··· Input material ···

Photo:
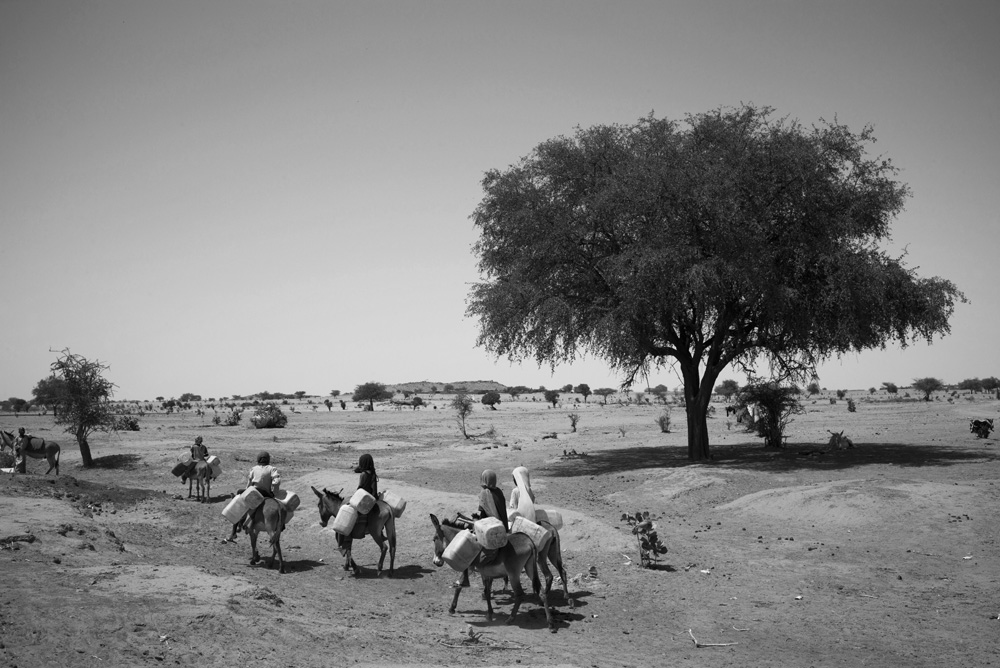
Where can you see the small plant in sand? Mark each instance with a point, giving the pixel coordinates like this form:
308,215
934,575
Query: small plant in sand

···

Aim — Copy every item above line for line, leaving out the pictures.

Output for this task —
Photo:
Where can you see the small plant in sand? Mark each instance with a point, giving the pixel coordinates like this form:
308,215
934,575
Query: small plant in sand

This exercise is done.